TASK DETAILS:
Find each line in the entries below that contains the string "shirt", and copy those lines in full.

━━━ RECORDS FOR THIS TASK

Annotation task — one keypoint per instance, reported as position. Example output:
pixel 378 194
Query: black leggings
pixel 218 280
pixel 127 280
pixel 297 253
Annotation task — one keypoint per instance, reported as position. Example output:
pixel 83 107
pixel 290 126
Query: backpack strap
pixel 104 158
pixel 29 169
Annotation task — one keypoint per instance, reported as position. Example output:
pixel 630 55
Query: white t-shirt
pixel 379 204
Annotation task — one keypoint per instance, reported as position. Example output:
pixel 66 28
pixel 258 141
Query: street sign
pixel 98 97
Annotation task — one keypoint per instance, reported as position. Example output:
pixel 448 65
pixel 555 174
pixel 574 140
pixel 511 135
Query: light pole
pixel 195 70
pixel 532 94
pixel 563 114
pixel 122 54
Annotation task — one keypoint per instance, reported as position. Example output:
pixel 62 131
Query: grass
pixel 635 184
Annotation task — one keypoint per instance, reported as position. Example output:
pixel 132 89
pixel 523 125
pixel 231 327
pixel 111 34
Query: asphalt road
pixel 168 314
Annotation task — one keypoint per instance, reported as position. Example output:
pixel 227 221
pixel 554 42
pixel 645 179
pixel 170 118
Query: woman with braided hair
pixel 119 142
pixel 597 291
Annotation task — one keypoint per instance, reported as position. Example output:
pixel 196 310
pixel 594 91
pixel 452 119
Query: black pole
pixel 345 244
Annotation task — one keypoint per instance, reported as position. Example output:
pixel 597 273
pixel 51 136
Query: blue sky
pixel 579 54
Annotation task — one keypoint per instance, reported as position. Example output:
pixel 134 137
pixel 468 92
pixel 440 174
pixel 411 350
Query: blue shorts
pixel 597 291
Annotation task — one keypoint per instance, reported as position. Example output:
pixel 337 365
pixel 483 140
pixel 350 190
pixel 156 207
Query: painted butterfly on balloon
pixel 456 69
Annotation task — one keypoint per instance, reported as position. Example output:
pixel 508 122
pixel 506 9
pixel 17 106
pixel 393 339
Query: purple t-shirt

━━━━━━

RESULT OF THE TASK:
Query: white t-shirt
Query: purple t-shirt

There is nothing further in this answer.